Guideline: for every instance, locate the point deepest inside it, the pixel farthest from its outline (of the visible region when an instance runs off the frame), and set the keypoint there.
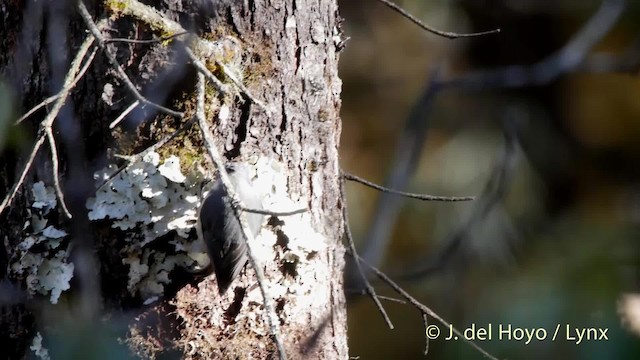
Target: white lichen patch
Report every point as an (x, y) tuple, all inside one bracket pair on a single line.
[(303, 246), (149, 200), (46, 270), (37, 348)]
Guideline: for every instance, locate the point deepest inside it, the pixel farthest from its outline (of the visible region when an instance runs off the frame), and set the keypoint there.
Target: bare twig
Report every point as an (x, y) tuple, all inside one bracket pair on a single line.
[(46, 126), (23, 174), (116, 65), (237, 208), (240, 86), (367, 285), (493, 193), (198, 47), (275, 213), (124, 114), (446, 34), (423, 308), (425, 321), (202, 68), (362, 181), (56, 175), (569, 58), (407, 154), (147, 41)]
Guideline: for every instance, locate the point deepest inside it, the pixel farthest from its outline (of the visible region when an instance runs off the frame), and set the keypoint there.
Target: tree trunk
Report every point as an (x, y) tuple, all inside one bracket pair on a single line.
[(286, 53)]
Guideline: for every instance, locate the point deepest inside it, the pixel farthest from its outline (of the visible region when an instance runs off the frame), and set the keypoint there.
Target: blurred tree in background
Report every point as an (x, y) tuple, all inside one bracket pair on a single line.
[(561, 244)]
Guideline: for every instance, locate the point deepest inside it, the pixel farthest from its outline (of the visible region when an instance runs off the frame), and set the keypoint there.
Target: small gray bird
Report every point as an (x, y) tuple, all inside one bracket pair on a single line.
[(221, 231)]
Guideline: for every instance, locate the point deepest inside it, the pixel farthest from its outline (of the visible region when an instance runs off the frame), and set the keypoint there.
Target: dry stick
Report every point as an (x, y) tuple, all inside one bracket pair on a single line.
[(447, 34), (275, 213), (425, 321), (240, 86), (148, 41), (202, 68), (565, 60), (116, 65), (74, 66), (46, 126), (200, 47), (14, 189), (237, 205), (423, 308), (347, 230), (124, 114), (55, 169), (362, 181)]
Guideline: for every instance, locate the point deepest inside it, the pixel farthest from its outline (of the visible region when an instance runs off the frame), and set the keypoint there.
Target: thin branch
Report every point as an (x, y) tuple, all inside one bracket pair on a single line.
[(202, 68), (240, 86), (198, 48), (370, 290), (569, 58), (148, 41), (47, 124), (407, 154), (362, 181), (446, 34), (275, 213), (56, 175), (116, 65), (425, 321), (493, 193), (246, 234), (23, 174), (423, 308), (72, 70), (382, 297), (124, 114)]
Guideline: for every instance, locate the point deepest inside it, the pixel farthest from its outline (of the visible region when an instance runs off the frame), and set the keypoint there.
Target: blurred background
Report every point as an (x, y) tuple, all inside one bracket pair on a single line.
[(541, 122)]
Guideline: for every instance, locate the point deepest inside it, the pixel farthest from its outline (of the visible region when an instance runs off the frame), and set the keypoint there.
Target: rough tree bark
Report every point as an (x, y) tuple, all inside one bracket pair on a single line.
[(288, 51)]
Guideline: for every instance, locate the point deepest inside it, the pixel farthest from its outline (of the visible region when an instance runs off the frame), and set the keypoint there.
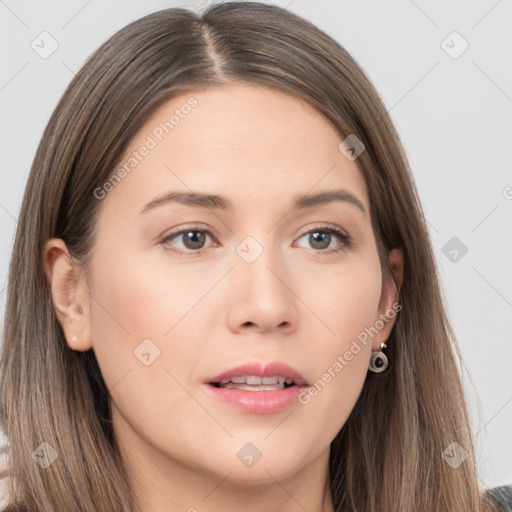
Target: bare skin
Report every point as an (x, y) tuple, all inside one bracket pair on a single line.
[(297, 302)]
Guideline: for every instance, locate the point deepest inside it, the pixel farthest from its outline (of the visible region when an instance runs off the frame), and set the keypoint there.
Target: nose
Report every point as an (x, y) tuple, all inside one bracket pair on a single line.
[(261, 296)]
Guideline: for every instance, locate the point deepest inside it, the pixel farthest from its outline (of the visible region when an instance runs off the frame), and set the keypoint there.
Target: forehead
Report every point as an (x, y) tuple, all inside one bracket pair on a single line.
[(242, 141)]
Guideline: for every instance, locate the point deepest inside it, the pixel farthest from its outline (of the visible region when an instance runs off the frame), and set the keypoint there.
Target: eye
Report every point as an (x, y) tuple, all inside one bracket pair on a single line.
[(322, 236), (192, 238)]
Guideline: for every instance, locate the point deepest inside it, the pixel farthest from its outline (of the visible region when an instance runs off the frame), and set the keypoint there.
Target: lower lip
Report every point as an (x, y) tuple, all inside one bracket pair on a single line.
[(258, 402)]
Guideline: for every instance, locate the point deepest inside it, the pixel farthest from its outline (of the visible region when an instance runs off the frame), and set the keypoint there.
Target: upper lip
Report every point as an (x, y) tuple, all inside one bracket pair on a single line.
[(261, 370)]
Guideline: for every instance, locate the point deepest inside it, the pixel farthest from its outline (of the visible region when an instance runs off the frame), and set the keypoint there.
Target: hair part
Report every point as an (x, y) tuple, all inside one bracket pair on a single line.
[(388, 454)]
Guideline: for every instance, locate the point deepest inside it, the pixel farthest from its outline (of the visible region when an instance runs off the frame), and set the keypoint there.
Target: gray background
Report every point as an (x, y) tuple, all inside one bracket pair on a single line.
+-------+
## [Written task]
Copy everything from the start of the entries down to the line containing "[(303, 246), (149, 200), (46, 270), (37, 348)]", both ends included, with the pictures left out of your answer.

## [Expected output]
Guideline: for every instance, locate the point deepest inside it, the pixel farthest from its outline (of the visible region when an instance runs off the frame), and set the keypoint there.
Target: white lichen patch
Report every point as an (x, y) tuple, all inside one bracket pair on a single line.
[(303, 246), (149, 200), (46, 270), (37, 348)]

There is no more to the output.